▶ **The task**: Express the records below, from the line holding "At your convenience, please detect the dark vegetation" through the line holding "[0,143,522,193]", inclusive, as a two-column CSV with columns text and answer. Give one row per record, putting each value in a single quoted field with line breaks replaced by spaces.

:: Materials provided

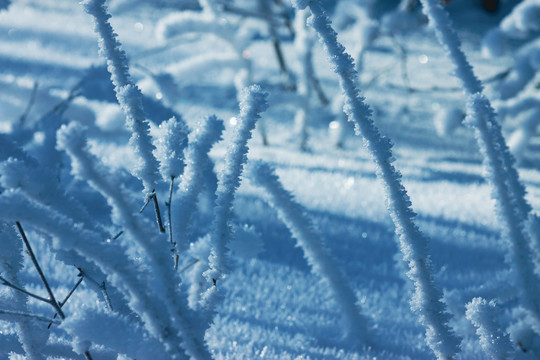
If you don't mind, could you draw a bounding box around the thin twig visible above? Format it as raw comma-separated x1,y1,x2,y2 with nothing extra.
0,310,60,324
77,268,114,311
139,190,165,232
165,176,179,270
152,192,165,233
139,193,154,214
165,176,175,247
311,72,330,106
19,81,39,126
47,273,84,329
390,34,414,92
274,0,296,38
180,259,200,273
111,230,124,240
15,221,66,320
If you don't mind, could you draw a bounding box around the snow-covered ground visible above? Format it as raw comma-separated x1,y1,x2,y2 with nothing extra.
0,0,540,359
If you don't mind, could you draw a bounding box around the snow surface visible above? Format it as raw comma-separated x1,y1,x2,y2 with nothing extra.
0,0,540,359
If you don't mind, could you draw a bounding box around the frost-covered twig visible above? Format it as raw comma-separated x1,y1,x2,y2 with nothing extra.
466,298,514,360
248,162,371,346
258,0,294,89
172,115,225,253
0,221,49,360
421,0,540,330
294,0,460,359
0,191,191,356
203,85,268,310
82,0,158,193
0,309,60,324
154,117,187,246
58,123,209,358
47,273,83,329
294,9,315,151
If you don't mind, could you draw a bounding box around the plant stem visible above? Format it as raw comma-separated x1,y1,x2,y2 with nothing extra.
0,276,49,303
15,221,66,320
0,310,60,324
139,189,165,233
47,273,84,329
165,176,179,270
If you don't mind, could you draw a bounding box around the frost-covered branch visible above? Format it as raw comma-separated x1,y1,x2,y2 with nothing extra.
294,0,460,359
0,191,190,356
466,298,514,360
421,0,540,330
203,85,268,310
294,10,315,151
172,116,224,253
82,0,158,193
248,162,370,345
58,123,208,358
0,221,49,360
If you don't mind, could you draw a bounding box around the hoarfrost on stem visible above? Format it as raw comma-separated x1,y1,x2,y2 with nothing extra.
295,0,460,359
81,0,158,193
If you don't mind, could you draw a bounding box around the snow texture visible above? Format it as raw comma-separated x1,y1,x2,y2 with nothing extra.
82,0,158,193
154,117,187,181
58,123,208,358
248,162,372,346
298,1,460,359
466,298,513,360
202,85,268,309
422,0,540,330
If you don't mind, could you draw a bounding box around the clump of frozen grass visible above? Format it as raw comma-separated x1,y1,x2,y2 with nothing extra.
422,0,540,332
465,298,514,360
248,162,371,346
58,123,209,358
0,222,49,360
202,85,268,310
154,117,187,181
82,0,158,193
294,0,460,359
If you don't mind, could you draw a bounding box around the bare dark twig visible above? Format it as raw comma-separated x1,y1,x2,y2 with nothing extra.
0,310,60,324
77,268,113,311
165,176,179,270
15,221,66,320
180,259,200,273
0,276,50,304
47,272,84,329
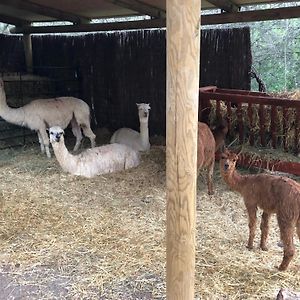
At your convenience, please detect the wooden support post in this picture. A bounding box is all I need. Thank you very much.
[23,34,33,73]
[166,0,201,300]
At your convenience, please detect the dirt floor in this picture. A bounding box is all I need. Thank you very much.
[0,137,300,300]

::::
:: Materials provided

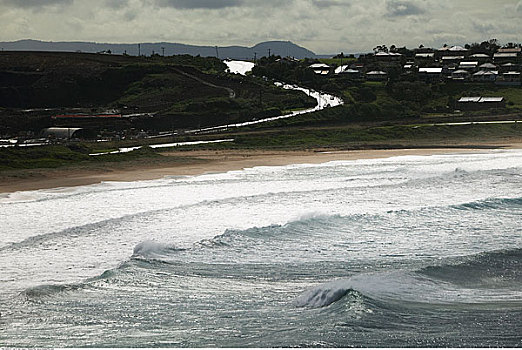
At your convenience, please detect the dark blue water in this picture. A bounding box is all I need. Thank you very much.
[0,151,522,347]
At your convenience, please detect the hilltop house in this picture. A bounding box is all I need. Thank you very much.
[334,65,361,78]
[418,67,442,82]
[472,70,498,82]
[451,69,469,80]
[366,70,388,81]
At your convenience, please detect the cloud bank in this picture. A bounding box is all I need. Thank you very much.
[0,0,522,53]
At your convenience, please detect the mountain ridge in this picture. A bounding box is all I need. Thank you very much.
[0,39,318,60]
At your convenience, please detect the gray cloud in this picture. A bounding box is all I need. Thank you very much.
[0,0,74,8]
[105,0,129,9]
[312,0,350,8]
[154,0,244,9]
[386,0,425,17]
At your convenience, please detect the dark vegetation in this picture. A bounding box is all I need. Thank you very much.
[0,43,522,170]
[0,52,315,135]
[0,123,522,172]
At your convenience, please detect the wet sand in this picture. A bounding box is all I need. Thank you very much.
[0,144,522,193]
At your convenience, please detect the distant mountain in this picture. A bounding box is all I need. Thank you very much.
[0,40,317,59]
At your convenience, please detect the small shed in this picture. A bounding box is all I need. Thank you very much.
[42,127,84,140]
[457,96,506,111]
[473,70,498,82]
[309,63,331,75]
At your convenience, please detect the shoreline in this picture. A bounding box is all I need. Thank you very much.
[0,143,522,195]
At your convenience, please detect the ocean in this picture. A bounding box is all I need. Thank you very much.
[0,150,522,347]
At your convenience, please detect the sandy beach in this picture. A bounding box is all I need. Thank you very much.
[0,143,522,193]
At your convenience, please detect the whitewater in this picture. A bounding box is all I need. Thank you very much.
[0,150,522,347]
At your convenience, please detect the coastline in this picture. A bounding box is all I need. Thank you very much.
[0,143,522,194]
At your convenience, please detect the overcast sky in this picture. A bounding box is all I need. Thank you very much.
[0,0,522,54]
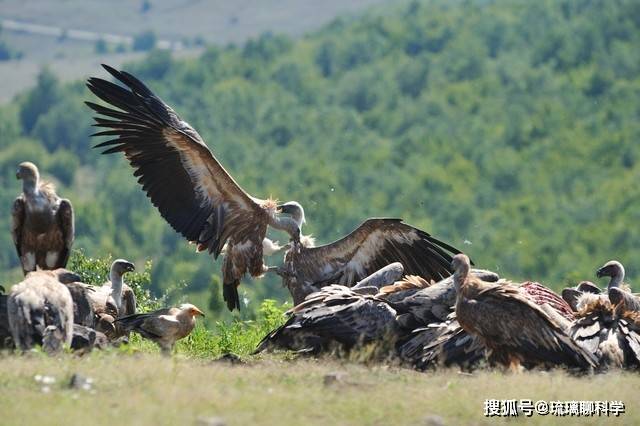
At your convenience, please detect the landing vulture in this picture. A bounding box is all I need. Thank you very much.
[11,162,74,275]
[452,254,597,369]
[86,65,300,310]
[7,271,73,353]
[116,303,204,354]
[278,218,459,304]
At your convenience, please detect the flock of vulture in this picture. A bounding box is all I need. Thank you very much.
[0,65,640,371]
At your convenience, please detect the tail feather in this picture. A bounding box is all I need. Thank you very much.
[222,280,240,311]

::::

▶ **Exercise output**:
text,answer
"At your convenience, please detect the dark vegetation in this picture. A bounding box is all I need. Thank you very much.","[0,43,522,170] [0,52,315,135] [0,123,522,172]"
"At your convenience, please detect the wet sand in this picture. A bounding box is all I need. Thank you very much.","[0,144,522,193]"
"At your convenience, please detect the distant mountain in this picture. A bounding box is all I need. Thank you very much.","[0,40,317,59]"
"At your convenience, please detect the small shed in this picture. A bounding box is all I need. Thank you very much.","[42,127,84,140] [457,96,506,111] [473,70,498,82] [309,63,331,75]"
"At your convenience, please detect the shoreline in this picture. A bounding box is all I need. Thank you very much.","[0,143,522,195]"
"At your convenience, please detect the ocean in this picture. A bounding box is all I need. Thank you very much.","[0,150,522,347]"
"At your convenience, please detect the sandy beach in this picture. A bounding box is all I need. Thank you very much.","[0,143,522,193]"